GIVEN TASK –
Update the items from the line containing "Where can you see the long" through the end, replacing "photo" with "image" and leaving everything else unchanged. Omit the pictures from your answer.

INPUT –
........

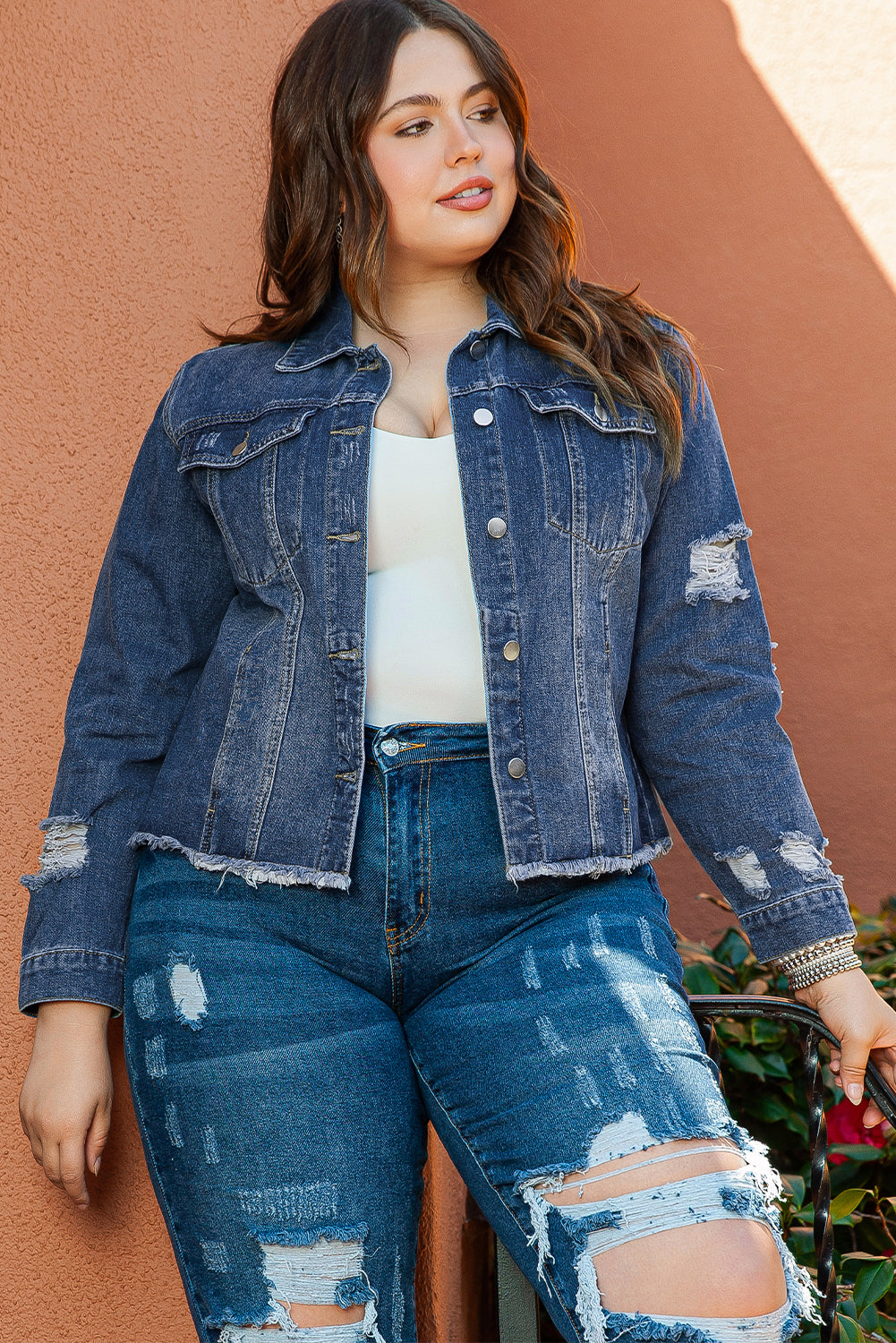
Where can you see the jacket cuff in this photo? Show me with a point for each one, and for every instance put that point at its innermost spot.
(72, 975)
(796, 921)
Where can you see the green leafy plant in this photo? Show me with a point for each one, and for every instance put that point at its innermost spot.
(762, 1071)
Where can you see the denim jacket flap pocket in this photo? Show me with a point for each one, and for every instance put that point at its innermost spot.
(595, 464)
(586, 402)
(234, 441)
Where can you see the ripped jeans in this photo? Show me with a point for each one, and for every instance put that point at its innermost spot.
(286, 1047)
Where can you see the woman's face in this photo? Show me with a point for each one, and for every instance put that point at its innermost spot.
(440, 132)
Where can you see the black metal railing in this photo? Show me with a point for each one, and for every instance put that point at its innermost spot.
(517, 1302)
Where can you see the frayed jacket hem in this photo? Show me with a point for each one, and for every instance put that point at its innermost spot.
(252, 873)
(594, 867)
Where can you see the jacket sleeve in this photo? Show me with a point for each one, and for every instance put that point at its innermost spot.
(703, 704)
(163, 591)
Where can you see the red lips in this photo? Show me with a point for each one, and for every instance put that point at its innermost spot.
(465, 185)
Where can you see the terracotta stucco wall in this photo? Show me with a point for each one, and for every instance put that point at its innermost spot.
(746, 183)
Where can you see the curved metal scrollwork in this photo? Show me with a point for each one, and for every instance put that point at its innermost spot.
(812, 1029)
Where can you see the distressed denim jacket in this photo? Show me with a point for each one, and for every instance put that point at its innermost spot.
(218, 708)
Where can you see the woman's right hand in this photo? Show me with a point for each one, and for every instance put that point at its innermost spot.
(66, 1098)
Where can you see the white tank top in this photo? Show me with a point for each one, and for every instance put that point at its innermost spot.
(423, 645)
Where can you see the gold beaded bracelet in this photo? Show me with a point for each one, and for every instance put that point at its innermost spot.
(818, 961)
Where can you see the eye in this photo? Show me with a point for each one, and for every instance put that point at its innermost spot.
(415, 129)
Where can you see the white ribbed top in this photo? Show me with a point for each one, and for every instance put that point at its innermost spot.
(423, 646)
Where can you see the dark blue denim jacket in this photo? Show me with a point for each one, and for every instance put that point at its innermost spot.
(218, 708)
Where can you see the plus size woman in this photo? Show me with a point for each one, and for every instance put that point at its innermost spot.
(422, 594)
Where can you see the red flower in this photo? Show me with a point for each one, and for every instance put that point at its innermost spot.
(845, 1125)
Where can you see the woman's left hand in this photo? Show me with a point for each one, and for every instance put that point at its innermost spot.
(850, 1006)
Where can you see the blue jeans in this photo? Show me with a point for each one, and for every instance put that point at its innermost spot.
(286, 1047)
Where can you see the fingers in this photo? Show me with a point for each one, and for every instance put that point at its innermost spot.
(97, 1138)
(852, 1069)
(64, 1165)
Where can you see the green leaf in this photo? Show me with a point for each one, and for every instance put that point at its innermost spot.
(699, 979)
(767, 1031)
(770, 1108)
(872, 1283)
(847, 1202)
(743, 1060)
(775, 1065)
(849, 1330)
(869, 1319)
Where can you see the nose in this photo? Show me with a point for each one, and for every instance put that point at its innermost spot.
(463, 145)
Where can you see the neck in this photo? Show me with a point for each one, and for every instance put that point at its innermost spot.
(432, 306)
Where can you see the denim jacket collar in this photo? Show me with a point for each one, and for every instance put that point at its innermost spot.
(330, 333)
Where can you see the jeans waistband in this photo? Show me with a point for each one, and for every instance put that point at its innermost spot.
(415, 743)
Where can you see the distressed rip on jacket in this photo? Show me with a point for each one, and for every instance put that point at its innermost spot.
(218, 708)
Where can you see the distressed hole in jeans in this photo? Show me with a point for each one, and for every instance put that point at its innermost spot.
(319, 1292)
(187, 991)
(713, 569)
(633, 1213)
(64, 848)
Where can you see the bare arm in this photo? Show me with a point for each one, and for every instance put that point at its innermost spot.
(66, 1098)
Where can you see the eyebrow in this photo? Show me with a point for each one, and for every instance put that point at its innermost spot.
(429, 99)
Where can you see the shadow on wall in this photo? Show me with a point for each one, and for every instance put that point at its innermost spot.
(691, 180)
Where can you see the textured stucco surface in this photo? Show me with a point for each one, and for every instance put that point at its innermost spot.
(743, 188)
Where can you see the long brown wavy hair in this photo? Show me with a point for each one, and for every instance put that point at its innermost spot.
(327, 98)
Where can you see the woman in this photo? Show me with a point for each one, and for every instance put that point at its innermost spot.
(416, 591)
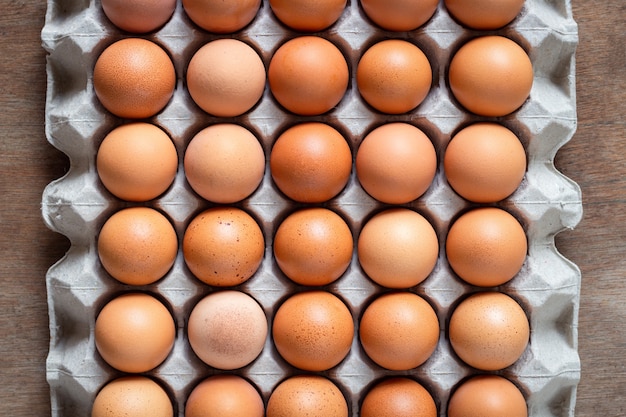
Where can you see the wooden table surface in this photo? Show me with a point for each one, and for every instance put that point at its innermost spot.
(595, 159)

........

RESPONSE TO THIS TASK –
Where can you see the long brown wavy hair in this image? Show me with a point for each one, and for every instance put that point at its innermost spot.
(327, 98)
Where can you see the woman in this image? Show me with a point for each one, and for every instance put that point at its innermost spot.
(416, 591)
Where can you see the wooden table surface in this image? Show me with a point for each one, and for every instance put that point at its innermost spot.
(595, 159)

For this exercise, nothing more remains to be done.